### INSTRUCTIONS TO FOLLOW
Retype all of the data that follows, line for line.

### MATERIAL FOR THIS EXERCISE
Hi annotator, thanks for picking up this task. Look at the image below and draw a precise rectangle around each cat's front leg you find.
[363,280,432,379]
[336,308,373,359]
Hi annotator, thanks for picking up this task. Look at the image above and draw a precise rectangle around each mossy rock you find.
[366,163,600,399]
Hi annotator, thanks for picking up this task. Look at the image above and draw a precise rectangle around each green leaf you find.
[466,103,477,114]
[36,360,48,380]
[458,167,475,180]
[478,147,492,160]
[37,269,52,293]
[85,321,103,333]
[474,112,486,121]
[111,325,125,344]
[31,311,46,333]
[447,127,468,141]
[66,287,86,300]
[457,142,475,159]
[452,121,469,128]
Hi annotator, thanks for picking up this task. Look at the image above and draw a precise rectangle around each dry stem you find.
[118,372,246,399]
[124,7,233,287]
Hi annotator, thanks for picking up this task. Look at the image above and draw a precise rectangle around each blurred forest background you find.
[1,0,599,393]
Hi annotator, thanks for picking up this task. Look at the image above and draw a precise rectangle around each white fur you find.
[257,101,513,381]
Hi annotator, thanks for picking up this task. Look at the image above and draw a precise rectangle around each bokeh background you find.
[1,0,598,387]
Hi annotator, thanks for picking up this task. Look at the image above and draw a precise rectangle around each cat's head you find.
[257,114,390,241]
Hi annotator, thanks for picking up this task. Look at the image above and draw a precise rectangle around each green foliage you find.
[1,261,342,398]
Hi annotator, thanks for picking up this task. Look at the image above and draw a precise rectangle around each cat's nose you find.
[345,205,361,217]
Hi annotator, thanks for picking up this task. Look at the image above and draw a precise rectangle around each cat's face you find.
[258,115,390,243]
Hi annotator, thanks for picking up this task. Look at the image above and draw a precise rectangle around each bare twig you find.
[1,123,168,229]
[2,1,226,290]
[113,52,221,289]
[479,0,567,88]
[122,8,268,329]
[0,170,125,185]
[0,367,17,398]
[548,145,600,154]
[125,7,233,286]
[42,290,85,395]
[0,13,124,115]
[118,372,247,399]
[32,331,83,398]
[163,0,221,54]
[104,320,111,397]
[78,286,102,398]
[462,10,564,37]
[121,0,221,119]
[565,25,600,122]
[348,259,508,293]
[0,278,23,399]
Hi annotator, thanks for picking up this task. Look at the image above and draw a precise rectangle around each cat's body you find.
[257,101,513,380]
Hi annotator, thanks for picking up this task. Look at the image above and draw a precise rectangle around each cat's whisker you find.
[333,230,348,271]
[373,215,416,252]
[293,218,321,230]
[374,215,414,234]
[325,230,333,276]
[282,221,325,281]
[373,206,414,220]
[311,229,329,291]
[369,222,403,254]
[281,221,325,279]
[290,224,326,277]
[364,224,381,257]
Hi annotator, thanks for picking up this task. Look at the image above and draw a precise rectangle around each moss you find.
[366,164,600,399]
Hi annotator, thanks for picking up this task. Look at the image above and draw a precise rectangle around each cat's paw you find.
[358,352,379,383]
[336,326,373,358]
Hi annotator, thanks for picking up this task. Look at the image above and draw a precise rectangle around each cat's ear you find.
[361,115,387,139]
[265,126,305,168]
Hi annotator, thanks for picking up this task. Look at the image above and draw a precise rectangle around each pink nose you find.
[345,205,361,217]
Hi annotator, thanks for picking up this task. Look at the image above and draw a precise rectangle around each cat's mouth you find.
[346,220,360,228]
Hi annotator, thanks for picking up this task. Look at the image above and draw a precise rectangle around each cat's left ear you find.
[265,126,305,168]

### EXERCISE ANSWER
Hi annotator, thanks for picking up this task. Look at the image below and draw a precise rectangle around each cat's front leg you find.
[363,280,432,379]
[336,308,373,359]
Hi annotator, thanks for picking up this task. Look at the image above and draw a precise rectangle around each mossy rock you find.
[366,163,600,399]
Hi annotator, thanks for picking up this task. Look at the image above and draw a precise rectangle around each green leaf you find.
[466,103,477,114]
[36,360,48,380]
[458,167,475,180]
[478,147,492,160]
[37,269,52,293]
[85,321,103,333]
[474,112,486,121]
[111,325,125,344]
[31,311,46,333]
[447,127,468,141]
[66,287,86,300]
[457,142,475,159]
[452,121,469,128]
Hi annotator, thanks for picking up this task. Look at the image above and draw a precise rectangle around each dry stem you find.
[118,372,246,399]
[124,7,233,287]
Hi annotator, thanks for picking up this task. Look at the image above and draw a precise rectangle around each blurred forest background you find.
[1,0,599,393]
Hi annotator, thanks for picking up this task. Look at the image above and draw a precise rectangle around each white fur you find.
[257,101,513,381]
Hi annotator, thanks for picking up this task. Look at the image above and draw a precise rectangle around each bokeh background you find.
[1,0,598,387]
Hi annotator, thanks for picking up this task. Look at the image above and draw a precise rectangle around each cat's head you find.
[257,114,390,241]
Hi annotator, thanks for picking up this task. Look at the image above and draw a precise rectangle around each green foliage you find.
[1,261,342,398]
Hi annotator, thanks for picking up this task. Look at the image above and draw a precise rectangle around each cat's nose you find.
[345,205,361,217]
Hi annotator, thanks for picking up this task. Look at the image above and draw a precise rectangle around each cat's face you find.
[258,115,390,243]
Hi annotator, thanks for picking up this task. Look at the image above and draw a precise rectangle around each bare twig you find.
[1,123,168,229]
[2,1,226,290]
[113,52,221,289]
[479,0,567,88]
[122,8,268,329]
[0,170,125,185]
[0,367,17,398]
[548,145,600,154]
[125,7,233,286]
[42,290,85,395]
[0,13,124,115]
[118,372,247,399]
[32,331,83,398]
[163,0,221,54]
[104,320,111,397]
[78,286,102,398]
[462,10,564,37]
[121,0,221,119]
[565,25,600,122]
[348,259,508,293]
[0,278,23,399]
Hi annotator, thanks for picking up this task. Look at the image above and draw a precise rectangle around each cat's body you find.
[257,101,513,380]
Hi annotator, thanks for picking up this task. Look at the image above and draw a precise rectangle around each cat's whisker you find.
[333,230,348,271]
[373,215,416,252]
[293,218,321,230]
[374,215,414,234]
[325,230,333,276]
[282,221,325,281]
[373,206,414,220]
[311,229,329,291]
[369,222,403,254]
[281,221,325,279]
[290,224,326,277]
[364,224,381,257]
Hi annotator, thanks for picking up this task. Look at the image above and draw a precise rectangle around each moss you find.
[366,164,600,399]
Hi annotator, thanks for picking up this task. Look at the image above and draw a precise rectangle around each cat's paw you find.
[358,352,379,383]
[336,326,373,358]
Hi annotator, thanks for picking up this task. Look at the image above and draw a precise rectangle around each cat's ear you find.
[361,115,387,139]
[265,126,305,168]
Hi annotator, thanks for picking up this task. Look at the image above and draw a precise rectangle around each pink nose you find.
[345,205,361,217]
Hi annotator, thanks for picking up this task. Look at the image above and draw a precise rectangle around each cat's mouth you find.
[346,220,360,228]
Hi annotator, thanks for picking up this task. Look at the image above and draw a precise rectangle around each cat's left ear you find.
[265,126,305,168]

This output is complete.